Goal of the exercise - Render the records from the line containing "Tag any visible bouquet" through the end of the records as a JSON list of strings, one string per line, with blank lines omitted.

Data extract -
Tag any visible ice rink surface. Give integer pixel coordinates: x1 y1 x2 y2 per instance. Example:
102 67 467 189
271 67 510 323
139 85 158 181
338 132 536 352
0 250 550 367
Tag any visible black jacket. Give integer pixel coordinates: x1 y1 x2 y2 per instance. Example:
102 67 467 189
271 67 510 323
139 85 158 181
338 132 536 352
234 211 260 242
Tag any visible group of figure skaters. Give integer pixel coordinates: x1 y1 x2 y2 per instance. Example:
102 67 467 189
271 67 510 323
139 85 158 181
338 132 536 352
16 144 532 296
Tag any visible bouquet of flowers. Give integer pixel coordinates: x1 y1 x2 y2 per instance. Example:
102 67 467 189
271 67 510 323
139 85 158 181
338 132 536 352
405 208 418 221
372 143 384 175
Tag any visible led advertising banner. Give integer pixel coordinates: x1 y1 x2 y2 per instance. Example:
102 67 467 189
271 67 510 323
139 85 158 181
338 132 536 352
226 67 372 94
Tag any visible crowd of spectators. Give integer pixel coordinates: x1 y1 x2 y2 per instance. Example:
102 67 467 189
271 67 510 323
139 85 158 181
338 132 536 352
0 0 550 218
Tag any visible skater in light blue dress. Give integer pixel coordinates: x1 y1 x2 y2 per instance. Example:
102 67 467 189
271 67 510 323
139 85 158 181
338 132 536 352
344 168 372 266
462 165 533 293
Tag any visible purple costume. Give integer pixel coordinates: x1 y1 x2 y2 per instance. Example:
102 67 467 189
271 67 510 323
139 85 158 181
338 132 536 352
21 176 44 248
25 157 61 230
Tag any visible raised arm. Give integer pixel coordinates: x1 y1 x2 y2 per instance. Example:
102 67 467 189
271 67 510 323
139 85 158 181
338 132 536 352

The output -
[
  "Tag any visible bouquet of flowers. Give integer pixel coordinates: x1 y1 x2 y2 per instance. Example:",
  "102 67 467 189",
  "271 67 510 323",
  "139 85 158 181",
  "338 132 536 352",
  "405 208 418 221",
  "372 143 384 175",
  "Tag any visible led advertising banner. Give integer pixel coordinates: x1 y1 x2 y2 per instance. Example:",
  "102 67 467 189",
  "271 67 510 323",
  "139 85 158 181",
  "338 132 536 352",
  "226 67 372 94",
  "Tag any visible crowd of spectators. Give integer pixel coordinates: x1 y1 x2 y2 per instance. Example:",
  "102 67 467 189",
  "271 67 510 323",
  "139 85 158 181",
  "338 132 536 352",
  "0 0 550 218",
  "Tag any visible skater in light blue dress. Give integer pixel coordinates: x1 y1 x2 y2 per instance. Example:",
  "102 67 467 189",
  "271 67 510 323",
  "139 85 158 181",
  "338 132 536 352",
  "344 168 372 266",
  "462 165 533 293",
  "Tag any visible purple costume. Give integer pixel coordinates: x1 y1 x2 y2 per instance. Example:",
  "102 67 467 189",
  "271 67 510 323",
  "139 85 158 181",
  "338 132 536 352",
  "21 176 44 248",
  "25 157 61 230",
  "Tag any visible raised arm. Give integer pixel coordinates: x1 y1 x2 y2 per instance. Example:",
  "102 67 467 189",
  "271 67 510 323",
  "139 85 158 181",
  "338 132 536 352"
]